WHAT THIS TASK INVOLVES
Set down, character for character, everything in the records below from the line holding "locate: toilet seat | one point per instance" down to the line holding "locate: beige wall", and no other line.

RECORD SET
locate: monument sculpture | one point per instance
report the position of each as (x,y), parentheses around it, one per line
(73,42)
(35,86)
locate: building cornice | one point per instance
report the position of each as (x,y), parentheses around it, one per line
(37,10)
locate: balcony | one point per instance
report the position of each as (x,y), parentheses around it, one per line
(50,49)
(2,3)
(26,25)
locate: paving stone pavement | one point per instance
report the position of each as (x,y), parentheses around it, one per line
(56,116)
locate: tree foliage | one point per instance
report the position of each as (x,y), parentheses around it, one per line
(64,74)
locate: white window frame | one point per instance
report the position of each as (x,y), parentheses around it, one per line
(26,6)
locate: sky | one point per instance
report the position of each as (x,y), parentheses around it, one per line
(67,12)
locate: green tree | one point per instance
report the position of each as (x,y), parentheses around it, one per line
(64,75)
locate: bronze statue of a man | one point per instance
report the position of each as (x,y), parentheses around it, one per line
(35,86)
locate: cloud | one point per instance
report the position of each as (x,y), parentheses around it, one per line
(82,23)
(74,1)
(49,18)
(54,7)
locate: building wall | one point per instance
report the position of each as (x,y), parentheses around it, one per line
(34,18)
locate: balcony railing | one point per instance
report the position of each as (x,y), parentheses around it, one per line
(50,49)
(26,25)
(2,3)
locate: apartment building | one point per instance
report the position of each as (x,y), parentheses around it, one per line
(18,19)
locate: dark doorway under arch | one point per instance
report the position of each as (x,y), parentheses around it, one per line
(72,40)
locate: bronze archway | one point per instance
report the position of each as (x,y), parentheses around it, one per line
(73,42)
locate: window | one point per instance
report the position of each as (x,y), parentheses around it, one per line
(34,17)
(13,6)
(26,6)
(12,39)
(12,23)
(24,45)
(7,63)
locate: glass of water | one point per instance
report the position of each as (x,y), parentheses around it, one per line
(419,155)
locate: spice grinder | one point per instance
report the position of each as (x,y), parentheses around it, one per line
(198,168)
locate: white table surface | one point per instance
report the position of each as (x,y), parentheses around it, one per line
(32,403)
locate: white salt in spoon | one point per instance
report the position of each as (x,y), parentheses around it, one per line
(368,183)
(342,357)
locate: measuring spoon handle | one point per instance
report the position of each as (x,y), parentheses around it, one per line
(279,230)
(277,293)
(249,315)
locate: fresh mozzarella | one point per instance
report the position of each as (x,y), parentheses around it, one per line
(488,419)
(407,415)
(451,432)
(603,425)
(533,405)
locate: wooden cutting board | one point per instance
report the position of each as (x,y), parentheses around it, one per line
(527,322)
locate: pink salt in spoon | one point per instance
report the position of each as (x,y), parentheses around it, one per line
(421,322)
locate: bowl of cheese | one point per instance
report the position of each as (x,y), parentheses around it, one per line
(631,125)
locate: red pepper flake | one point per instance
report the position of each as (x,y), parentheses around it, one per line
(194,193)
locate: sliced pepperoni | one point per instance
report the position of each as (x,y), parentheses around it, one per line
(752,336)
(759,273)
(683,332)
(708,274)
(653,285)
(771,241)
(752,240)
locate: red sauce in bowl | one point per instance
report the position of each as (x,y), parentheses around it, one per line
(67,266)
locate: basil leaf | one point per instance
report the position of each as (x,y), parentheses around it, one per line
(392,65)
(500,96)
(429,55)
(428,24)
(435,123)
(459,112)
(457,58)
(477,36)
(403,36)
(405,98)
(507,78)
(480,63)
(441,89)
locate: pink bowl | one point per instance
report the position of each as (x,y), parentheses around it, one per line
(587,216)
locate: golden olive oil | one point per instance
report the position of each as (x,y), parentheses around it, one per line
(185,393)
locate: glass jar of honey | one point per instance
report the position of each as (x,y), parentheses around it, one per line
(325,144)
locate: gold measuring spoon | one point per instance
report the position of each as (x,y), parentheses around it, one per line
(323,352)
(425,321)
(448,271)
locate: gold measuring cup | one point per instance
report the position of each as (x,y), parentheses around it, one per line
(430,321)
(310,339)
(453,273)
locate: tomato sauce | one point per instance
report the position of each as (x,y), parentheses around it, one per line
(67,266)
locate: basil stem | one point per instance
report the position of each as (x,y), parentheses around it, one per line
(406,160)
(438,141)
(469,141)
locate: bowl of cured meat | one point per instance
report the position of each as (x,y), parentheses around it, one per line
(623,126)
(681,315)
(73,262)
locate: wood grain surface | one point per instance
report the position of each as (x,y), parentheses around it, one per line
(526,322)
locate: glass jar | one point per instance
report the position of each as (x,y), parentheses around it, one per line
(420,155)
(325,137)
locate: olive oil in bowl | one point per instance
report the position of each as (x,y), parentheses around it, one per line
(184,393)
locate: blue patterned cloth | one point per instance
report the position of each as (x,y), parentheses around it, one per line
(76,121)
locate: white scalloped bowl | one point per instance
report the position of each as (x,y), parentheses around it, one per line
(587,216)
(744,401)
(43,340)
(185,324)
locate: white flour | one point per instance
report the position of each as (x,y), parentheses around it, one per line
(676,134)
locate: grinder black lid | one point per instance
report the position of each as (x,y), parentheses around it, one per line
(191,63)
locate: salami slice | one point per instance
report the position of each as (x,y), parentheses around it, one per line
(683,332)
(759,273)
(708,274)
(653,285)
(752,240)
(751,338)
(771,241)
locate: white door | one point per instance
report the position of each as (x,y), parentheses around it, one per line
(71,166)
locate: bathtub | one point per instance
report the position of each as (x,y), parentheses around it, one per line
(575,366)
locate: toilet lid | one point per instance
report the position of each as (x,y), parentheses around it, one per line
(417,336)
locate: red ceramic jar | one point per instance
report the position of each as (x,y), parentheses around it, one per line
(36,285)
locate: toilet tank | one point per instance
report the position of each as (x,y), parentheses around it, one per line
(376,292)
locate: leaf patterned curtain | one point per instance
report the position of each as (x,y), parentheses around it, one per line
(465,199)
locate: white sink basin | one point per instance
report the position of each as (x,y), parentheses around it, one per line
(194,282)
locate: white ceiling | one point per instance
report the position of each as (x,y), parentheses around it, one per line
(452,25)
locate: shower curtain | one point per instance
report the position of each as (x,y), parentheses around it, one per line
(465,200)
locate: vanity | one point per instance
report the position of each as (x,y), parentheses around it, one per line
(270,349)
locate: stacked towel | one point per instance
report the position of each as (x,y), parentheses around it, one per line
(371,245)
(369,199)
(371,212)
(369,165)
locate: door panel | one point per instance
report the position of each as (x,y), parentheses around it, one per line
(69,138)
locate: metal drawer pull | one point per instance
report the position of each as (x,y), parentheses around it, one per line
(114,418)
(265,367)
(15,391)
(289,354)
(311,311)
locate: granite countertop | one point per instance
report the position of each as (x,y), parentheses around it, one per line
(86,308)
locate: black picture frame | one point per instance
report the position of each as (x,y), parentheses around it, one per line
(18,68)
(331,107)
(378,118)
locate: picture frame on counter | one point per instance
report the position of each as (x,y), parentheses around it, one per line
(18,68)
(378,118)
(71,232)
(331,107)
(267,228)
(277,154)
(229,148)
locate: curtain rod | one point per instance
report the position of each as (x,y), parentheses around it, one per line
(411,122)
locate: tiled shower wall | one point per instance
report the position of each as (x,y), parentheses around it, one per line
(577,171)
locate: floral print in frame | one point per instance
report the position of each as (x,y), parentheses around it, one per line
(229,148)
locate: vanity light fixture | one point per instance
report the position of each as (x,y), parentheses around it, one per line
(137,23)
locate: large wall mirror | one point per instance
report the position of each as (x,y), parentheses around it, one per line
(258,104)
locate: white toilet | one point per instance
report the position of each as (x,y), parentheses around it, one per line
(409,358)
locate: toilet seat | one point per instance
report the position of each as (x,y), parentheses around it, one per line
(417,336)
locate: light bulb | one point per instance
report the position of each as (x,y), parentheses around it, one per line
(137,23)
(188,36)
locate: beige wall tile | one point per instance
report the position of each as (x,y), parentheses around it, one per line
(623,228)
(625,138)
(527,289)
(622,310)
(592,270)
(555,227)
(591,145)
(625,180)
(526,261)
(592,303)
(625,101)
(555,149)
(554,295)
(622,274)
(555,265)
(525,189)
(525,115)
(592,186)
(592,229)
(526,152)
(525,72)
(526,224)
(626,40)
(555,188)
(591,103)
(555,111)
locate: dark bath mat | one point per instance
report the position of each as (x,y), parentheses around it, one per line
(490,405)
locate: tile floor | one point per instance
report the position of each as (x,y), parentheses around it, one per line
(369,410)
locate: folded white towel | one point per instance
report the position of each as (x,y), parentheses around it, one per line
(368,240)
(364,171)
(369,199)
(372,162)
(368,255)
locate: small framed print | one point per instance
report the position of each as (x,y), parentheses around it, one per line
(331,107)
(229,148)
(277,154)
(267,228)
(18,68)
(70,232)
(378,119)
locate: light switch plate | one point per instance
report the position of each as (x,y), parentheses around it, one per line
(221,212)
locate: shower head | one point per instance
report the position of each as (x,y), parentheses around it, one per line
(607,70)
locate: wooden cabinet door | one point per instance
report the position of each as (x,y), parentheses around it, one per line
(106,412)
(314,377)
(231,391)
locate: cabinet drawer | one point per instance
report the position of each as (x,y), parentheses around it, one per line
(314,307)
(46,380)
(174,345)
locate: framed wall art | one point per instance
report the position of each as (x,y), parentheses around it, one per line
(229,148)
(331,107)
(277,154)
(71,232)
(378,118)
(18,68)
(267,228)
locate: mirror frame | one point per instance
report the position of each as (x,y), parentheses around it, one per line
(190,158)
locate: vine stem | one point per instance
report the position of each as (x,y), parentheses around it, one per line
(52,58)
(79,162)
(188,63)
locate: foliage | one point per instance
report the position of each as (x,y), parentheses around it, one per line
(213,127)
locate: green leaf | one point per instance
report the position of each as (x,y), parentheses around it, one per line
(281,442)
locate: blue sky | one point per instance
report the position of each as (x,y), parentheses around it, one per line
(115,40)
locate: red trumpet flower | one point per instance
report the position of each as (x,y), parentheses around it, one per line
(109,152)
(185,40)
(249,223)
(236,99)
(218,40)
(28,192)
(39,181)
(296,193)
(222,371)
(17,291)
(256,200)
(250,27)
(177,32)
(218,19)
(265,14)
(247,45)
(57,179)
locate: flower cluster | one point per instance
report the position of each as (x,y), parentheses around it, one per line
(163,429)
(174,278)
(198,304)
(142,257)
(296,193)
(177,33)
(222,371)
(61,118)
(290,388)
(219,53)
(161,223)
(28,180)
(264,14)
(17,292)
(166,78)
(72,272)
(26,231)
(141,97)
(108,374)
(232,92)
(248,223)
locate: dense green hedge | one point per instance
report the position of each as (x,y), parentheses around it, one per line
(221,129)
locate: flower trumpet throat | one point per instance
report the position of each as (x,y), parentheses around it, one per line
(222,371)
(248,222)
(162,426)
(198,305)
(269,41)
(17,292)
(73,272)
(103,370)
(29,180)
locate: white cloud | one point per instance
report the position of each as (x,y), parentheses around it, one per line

SOLUTION FOR THIS EXERCISE
locate: toilet seat | one point per instance
report the position of each as (x,y), parentheses around it, one per line
(417,336)
locate: light bulb | one point per instance
report the position of each as (x,y), parentheses around it, one per line
(137,23)
(188,36)
locate: beige wall tile | one point per instance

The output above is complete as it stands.